The core provides a large number of status and control signals that external 
logic may use. It also provides access to many internal signals such as all of 
the registers, A, X, Y, S, and P. The *Mode*, *Done*, *SC*, and *RMW* status 
outputs may be used to provide additional signals to external devices.

*Mode* provides an indication of the kind of instruction being executed:

    0 - STP - stop processor instruction executed,
    1 - INV - invalid instruction (uniformly treated a single cycle NOPs),
    2 - BRK - break instruction being executed
    3 - JMP - branch/jump/return (Bcc, BBRx/BBSx, JMP/JSR, RTS/RTI),
    4 - STK - stack access (PHA/PLA, PHX/PLX, PHY/PLY),
    5 - INT - single cycle instruction (INC/DEC A, TAX/TXA, SEI/CLI, etc.),
    6 - MEM - multi-cycle instruction with memory access for operands,
    7 - WAI - wait for interrupt instruction being executed.

*Done* is asserted during the instruction fetch of the next instruction. 
During that fetch cycle, all instructions complete execution. Thus, the M65C02 
is pipelined, and executes many instructions in fewer cycles than the 65C02.
· · ·
> **WRITTEN PROBLEM A**
Summarize the passage on the core's status and control signals in two sentences.
> **WRITTEN PROBLEM B**
Carry on the passage about the core's status and control signals from its final sentence.
The rows have no connection to the passage on the core's status signals.
· · ·
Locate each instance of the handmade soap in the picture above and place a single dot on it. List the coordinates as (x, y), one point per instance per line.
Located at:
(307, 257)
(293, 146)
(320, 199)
· · ·
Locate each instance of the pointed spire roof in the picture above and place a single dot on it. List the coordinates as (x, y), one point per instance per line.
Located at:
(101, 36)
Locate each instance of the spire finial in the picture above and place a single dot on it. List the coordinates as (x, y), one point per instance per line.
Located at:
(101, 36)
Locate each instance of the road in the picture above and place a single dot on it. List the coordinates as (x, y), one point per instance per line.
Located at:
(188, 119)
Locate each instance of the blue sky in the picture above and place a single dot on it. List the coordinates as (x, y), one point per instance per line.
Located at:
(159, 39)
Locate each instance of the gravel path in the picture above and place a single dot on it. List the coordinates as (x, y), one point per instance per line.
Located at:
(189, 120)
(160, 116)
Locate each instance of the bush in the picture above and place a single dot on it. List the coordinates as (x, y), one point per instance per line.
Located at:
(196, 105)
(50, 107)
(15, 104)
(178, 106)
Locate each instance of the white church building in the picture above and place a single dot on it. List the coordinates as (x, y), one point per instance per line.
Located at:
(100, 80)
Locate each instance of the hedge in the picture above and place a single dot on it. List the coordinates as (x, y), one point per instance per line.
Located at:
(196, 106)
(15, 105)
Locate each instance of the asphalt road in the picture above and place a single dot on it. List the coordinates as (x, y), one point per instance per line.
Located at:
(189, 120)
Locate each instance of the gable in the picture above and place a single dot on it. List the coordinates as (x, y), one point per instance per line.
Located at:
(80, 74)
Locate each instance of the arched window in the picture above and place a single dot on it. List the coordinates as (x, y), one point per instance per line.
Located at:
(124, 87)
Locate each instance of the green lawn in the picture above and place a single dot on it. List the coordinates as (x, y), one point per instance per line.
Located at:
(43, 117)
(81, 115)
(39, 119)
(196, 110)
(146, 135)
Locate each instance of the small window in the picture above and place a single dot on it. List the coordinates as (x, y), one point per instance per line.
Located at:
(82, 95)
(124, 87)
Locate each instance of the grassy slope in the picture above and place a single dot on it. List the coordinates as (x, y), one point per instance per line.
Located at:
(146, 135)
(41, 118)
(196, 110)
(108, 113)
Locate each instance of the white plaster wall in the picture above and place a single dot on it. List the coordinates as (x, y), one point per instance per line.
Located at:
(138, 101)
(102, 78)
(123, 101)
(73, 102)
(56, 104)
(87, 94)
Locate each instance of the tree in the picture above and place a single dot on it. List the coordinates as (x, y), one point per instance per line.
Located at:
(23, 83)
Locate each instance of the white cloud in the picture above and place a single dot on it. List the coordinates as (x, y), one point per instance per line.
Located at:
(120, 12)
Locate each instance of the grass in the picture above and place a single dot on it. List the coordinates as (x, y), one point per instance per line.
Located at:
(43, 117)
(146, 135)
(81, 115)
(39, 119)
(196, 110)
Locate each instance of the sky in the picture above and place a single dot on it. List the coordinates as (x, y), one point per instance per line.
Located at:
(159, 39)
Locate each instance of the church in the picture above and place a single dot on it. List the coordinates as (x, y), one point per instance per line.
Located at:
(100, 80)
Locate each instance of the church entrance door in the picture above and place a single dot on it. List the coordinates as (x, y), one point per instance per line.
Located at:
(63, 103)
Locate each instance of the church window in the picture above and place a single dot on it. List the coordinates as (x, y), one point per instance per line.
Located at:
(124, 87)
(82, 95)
· · ·
> **TASK RESPONSE A**
The core gives external logic many status and control signals and access to internal signals such as the A, X, Y, S, and P registers, and its Mode output shows which of eight kinds of instruction is being executed. Done is asserted during the fetch of the next instruction, when all instructions complete execution, so the M65C02 is pipelined and executes many instructions in fewer cycles than the 65C02.

> **TASK RESPONSE B**
*SC* is used to indicate a single cycle instruction.

*RMW* indicates that a read-modify-write instruction will be performed. External
logic can use this signal to lock memory.

*IO_Op* indicates the I/O cycle required. *IO_Op* signals data memory writes, 
data memory reads, and instruction memory reads. Therefore, external logic may 
implement separate data and instruction memories and potentially double the 
amount of memory that an implementation may access. 

Implementation
--------------

The implementation of the core provided consists of five Verilog source files 
and several memory initialization files:

    M65C02_Core.v           - Top level module
        M65C02_MPCv3.v      - M65C02 MPC with microcycle length controller
        M65C02_AddrGen.v    - M65C02 Address Generator module
        M65C02_ALU.v        - M65C02 ALU module
            M65C02_BIN.v    - M65C02 Binary Mode Adder module
            M65C02_BCD.v    - M65C02 Decimal Mode Adder module
    
    M65C02_Decoder_ROM.coe  - M65C02 core microprogram ALU control fields
    M65C02_uPgm_V3a.coe     - M65C02 core microprogram (sequence control)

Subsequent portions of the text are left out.